* BEGIN SUPPLIED ENTRIES *

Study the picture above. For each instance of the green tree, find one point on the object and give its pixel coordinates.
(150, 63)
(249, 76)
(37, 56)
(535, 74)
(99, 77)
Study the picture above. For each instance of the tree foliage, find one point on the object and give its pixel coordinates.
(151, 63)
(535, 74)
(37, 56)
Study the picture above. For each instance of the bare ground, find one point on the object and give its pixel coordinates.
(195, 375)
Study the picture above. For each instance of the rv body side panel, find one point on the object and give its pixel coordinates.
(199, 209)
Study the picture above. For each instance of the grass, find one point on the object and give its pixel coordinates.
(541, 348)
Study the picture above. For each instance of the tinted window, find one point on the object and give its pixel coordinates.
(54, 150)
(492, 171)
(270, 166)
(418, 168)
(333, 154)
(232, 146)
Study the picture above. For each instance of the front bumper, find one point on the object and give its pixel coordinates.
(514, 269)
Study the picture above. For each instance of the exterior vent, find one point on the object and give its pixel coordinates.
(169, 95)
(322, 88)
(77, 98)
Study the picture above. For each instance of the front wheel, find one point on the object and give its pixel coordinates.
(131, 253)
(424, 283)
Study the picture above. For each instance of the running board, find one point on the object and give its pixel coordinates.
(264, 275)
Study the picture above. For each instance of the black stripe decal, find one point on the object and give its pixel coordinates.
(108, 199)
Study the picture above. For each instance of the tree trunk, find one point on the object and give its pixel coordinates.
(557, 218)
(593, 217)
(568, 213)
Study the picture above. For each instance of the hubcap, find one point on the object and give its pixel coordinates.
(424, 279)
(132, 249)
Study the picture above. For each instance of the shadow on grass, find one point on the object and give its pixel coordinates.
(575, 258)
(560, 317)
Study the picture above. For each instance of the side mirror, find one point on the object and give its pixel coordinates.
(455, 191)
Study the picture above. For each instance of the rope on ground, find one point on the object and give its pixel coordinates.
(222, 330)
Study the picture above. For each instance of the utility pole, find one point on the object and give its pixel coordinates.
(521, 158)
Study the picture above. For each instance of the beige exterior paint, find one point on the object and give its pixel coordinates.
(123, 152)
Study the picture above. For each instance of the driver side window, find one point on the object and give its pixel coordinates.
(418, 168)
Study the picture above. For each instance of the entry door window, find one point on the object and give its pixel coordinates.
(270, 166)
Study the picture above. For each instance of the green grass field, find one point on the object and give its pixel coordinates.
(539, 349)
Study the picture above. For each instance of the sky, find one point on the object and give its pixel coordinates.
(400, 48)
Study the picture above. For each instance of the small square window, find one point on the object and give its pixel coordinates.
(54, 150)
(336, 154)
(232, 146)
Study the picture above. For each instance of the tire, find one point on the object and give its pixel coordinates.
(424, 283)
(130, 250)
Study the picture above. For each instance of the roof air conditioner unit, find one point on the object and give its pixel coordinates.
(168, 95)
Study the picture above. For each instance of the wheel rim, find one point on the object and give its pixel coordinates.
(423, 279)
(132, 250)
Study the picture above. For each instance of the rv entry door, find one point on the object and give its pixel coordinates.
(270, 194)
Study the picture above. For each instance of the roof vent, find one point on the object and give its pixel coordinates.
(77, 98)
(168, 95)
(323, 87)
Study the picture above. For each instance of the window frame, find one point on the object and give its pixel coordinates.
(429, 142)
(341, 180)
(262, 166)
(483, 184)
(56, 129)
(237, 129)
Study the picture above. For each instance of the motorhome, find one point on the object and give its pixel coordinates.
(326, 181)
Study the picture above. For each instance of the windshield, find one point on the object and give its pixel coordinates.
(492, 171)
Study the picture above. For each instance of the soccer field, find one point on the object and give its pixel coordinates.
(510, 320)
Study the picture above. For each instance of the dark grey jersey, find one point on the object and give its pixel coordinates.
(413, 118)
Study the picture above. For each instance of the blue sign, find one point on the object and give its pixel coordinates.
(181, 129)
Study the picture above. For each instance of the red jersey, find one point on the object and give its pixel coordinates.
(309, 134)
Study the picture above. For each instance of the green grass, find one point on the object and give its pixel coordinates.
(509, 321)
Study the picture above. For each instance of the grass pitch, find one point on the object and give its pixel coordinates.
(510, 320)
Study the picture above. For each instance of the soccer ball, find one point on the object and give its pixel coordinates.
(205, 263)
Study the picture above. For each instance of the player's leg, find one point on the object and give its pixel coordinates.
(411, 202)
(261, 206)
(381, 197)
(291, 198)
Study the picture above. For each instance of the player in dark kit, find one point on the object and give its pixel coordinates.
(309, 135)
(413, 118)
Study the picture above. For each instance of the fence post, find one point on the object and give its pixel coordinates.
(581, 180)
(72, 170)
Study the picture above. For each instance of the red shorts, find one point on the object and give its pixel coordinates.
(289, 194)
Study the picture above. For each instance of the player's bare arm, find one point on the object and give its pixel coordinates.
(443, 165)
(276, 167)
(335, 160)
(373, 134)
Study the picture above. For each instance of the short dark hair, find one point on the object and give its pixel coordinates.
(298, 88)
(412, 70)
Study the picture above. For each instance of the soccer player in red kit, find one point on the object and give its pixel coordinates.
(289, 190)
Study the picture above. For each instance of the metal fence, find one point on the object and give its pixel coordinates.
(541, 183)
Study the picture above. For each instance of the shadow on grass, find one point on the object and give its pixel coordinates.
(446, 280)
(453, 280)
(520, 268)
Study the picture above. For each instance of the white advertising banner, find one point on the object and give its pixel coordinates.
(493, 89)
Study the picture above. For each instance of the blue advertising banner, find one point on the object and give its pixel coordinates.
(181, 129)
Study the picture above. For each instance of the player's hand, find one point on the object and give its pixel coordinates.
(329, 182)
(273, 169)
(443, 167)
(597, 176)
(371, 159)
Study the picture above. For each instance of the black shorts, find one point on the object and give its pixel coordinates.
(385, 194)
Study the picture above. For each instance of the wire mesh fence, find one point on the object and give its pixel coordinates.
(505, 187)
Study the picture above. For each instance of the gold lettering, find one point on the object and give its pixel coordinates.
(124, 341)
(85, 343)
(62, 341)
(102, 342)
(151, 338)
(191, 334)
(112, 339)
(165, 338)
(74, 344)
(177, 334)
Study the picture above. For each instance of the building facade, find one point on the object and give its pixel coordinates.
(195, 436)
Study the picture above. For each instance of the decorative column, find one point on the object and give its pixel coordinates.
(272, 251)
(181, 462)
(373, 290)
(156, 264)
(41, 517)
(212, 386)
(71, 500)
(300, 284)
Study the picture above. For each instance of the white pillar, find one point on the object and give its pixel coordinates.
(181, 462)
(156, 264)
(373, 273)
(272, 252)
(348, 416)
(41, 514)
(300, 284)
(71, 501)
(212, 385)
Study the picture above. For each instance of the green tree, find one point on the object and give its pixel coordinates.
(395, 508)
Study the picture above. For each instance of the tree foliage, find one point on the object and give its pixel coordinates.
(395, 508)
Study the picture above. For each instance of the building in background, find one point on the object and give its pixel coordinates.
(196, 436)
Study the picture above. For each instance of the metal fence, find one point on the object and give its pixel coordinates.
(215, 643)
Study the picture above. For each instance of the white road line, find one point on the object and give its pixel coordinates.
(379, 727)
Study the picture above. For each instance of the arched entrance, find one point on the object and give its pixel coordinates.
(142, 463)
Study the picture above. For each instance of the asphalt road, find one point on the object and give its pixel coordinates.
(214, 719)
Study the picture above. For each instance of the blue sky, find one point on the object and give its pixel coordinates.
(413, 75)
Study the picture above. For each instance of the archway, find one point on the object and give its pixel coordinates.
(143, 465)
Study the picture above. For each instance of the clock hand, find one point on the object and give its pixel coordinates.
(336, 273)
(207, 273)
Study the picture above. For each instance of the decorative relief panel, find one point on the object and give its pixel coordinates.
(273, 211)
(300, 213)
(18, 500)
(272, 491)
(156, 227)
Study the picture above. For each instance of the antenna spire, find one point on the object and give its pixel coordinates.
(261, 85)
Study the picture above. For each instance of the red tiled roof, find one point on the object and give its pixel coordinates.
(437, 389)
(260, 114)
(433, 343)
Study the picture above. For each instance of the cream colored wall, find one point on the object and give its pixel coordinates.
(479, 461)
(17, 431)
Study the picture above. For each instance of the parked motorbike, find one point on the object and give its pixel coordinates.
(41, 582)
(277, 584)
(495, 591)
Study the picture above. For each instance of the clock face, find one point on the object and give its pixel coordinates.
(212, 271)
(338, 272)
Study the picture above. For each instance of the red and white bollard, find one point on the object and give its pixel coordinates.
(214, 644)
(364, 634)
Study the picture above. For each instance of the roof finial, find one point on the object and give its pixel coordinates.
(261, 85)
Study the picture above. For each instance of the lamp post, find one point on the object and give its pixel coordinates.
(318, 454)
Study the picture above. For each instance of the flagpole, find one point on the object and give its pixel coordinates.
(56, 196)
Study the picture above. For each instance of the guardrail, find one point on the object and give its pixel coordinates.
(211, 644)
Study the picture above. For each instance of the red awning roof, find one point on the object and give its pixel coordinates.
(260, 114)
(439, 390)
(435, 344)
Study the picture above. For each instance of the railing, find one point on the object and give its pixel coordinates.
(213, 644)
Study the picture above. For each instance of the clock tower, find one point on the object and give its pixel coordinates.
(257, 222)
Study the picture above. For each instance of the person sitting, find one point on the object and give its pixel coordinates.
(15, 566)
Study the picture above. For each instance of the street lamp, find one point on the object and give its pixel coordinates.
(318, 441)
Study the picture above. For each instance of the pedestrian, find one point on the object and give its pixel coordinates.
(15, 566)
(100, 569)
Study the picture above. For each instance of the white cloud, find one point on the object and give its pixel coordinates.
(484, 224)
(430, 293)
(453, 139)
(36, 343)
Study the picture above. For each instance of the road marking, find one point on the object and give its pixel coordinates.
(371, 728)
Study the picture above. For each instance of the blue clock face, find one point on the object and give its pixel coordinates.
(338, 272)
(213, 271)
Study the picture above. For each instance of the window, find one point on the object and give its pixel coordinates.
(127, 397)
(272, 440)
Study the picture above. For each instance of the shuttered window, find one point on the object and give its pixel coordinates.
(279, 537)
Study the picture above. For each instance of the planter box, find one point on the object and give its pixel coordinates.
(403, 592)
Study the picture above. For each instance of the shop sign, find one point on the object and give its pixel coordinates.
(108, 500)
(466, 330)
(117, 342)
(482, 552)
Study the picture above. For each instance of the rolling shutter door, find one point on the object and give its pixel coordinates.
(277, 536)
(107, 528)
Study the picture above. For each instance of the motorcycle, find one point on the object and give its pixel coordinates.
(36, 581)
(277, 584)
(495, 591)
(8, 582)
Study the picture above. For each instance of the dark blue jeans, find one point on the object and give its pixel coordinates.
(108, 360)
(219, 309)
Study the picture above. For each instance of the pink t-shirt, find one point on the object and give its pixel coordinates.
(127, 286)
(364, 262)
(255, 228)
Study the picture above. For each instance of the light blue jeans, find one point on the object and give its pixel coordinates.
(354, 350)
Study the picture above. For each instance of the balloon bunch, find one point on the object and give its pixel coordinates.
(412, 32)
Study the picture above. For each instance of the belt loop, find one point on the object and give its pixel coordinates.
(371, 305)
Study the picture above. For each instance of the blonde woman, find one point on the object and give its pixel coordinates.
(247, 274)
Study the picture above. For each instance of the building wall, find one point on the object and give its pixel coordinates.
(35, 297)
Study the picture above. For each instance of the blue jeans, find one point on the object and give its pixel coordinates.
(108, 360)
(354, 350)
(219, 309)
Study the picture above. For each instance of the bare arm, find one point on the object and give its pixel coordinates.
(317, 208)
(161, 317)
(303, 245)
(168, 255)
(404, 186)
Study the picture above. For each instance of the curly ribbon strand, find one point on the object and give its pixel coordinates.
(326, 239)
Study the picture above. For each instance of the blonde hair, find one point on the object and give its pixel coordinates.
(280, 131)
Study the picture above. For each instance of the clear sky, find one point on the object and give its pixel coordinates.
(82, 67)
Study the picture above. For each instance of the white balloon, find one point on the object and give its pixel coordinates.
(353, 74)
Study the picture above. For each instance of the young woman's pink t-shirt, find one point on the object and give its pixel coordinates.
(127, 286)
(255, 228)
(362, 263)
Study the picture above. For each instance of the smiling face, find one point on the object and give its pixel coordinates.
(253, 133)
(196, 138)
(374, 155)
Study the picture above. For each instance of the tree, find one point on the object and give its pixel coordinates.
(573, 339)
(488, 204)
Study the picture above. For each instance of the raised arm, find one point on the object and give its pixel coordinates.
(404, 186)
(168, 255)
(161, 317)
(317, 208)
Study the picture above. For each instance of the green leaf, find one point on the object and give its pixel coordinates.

* END SUPPLIED ENTRIES *

| THE PROBLEM |
Repeat, character for character, the lines from the one that holds "building wall, find" to the final line of the material, inclusive, and no other lines.

| THE ANSWER |
Study the picture above. For each instance of the building wall, find one point on the object and give its pixel coordinates.
(35, 297)
Study the picture above. For each instance of the blue jeans, find one point on the object and give its pixel coordinates.
(108, 360)
(354, 350)
(219, 309)
Study the picture above. For each instance of the bare arm, find one point on the object and give its pixel coordinates.
(317, 208)
(161, 317)
(303, 245)
(168, 255)
(404, 186)
Study the picture above. For each instance of the curly ribbon strand, find one point on the object and give its pixel coordinates.
(326, 239)
Study the picture above. For each instance of the blonde hair, find one point on the object and give its pixel coordinates.
(280, 131)
Study the picture above. For each instance of the clear sky, find one point on the object and give its pixel coordinates.
(82, 67)
Study the picture above. For each instance of the white balloon, find one point on the object and give its pixel coordinates.
(353, 74)
Study the picture above. For each instance of the young woman's pink t-shirt, find one point on the object and give its pixel coordinates.
(127, 286)
(255, 228)
(362, 263)
Study the picture above. For each instance of the smiling face, find one point on the object and give its pixel coordinates.
(253, 133)
(196, 138)
(374, 155)
Study the picture above. For each instance of the tree, find one point on the object and give its pixel coordinates.
(573, 339)
(488, 204)
Study the picture above. For each instance of the raised arm, find one point on the object and give its pixel coordinates.
(404, 186)
(168, 255)
(161, 317)
(317, 208)
Study the picture above. For each instance of the green leaf, find one point on the object and give its pixel coordinates.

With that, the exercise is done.